Try it:
Set down, please, exactly the lines below that run from the line with "Query: barn" to the line with "Every instance of the sky", both lines included.
* * * *
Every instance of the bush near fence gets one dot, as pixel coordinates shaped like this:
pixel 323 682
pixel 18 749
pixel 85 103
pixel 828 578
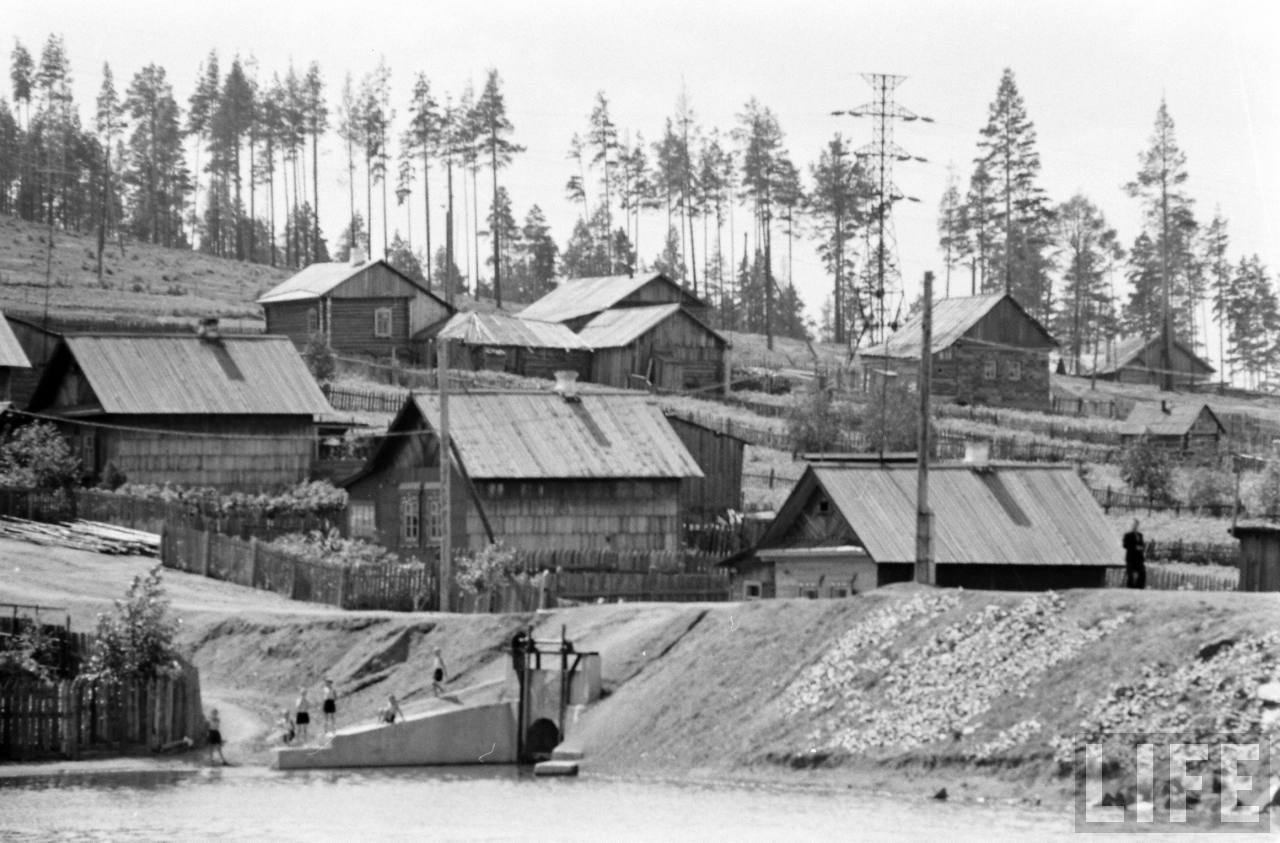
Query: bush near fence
pixel 81 716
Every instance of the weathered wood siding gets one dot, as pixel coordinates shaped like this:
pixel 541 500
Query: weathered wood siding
pixel 721 459
pixel 677 353
pixel 234 452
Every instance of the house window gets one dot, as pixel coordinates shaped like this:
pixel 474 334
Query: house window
pixel 411 518
pixel 432 512
pixel 361 518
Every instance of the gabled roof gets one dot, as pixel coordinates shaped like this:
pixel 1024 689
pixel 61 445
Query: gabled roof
pixel 1129 351
pixel 320 279
pixel 160 374
pixel 952 317
pixel 1031 514
pixel 502 329
pixel 585 296
pixel 624 325
pixel 10 351
pixel 539 435
pixel 1166 418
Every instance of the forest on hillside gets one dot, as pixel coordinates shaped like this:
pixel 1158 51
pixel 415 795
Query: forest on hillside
pixel 232 169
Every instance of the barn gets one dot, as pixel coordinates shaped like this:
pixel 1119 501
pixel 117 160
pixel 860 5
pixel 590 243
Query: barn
pixel 720 454
pixel 1184 427
pixel 364 307
pixel 512 344
pixel 850 527
pixel 232 412
pixel 544 470
pixel 1137 360
pixel 663 346
pixel 576 301
pixel 987 349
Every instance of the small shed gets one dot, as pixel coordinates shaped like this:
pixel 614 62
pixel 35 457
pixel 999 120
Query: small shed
pixel 850 527
pixel 576 301
pixel 1260 555
pixel 515 344
pixel 720 454
pixel 233 412
pixel 986 349
pixel 1137 360
pixel 364 307
pixel 663 346
pixel 1185 427
pixel 597 471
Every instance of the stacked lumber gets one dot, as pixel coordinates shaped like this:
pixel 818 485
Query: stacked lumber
pixel 82 535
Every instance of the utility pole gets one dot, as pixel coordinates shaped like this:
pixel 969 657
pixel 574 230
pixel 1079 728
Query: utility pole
pixel 926 569
pixel 882 151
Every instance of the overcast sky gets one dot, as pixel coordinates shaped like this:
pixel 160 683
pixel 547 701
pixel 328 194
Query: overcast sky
pixel 1092 73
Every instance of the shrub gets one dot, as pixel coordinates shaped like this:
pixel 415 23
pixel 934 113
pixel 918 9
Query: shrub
pixel 136 640
pixel 1146 467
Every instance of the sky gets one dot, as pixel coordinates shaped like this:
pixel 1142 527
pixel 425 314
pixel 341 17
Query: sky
pixel 1091 72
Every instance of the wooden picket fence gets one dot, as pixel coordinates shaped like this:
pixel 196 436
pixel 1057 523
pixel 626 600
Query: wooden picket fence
pixel 78 716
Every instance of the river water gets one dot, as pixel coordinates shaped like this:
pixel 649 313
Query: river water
pixel 487 803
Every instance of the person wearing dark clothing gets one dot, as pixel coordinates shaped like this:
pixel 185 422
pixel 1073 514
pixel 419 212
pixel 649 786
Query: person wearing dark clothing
pixel 1134 558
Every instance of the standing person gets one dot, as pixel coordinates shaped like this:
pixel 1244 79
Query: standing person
pixel 329 706
pixel 302 714
pixel 438 673
pixel 391 710
pixel 1134 558
pixel 215 737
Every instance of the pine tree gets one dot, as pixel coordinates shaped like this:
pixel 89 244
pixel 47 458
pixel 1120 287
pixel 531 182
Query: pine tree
pixel 1008 151
pixel 1170 223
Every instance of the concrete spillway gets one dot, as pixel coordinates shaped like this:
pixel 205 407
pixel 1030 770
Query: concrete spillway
pixel 469 734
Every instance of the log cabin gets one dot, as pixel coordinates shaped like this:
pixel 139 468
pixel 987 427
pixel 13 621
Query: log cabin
pixel 539 470
pixel 850 527
pixel 364 307
pixel 231 412
pixel 986 349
* * * *
Problem solution:
Query: barn
pixel 720 454
pixel 1184 427
pixel 364 307
pixel 512 344
pixel 850 527
pixel 232 412
pixel 544 470
pixel 1137 360
pixel 663 346
pixel 576 301
pixel 987 349
Every instance of the small shed gets one dot, as pixel coordinates shaped like this:
pixel 614 62
pixel 35 457
pixel 999 120
Query: small shed
pixel 850 527
pixel 576 301
pixel 1260 555
pixel 515 344
pixel 720 454
pixel 233 412
pixel 986 349
pixel 1137 360
pixel 364 307
pixel 663 346
pixel 1185 427
pixel 597 471
Every instance of the stacked lumber gets one dot, as pixel coordinates shaped like this:
pixel 818 485
Query: stacked lumber
pixel 82 535
Every instance of the utility pole gets one dot, as pixel coordinates shaped like this:
pixel 969 657
pixel 574 230
pixel 1079 728
Query: utility pole
pixel 926 569
pixel 882 151
Every instance of the overcast sky gets one dot, as pixel coordinates shaped like this:
pixel 160 683
pixel 547 701
pixel 328 194
Query: overcast sky
pixel 1092 73
Every instance of the shrub gets one dot, as pixel coordinates shaped like this:
pixel 415 23
pixel 934 113
pixel 918 9
Query: shrub
pixel 136 640
pixel 1146 467
Every instance of the sky gets one dot, as pixel coordinates shaped like this:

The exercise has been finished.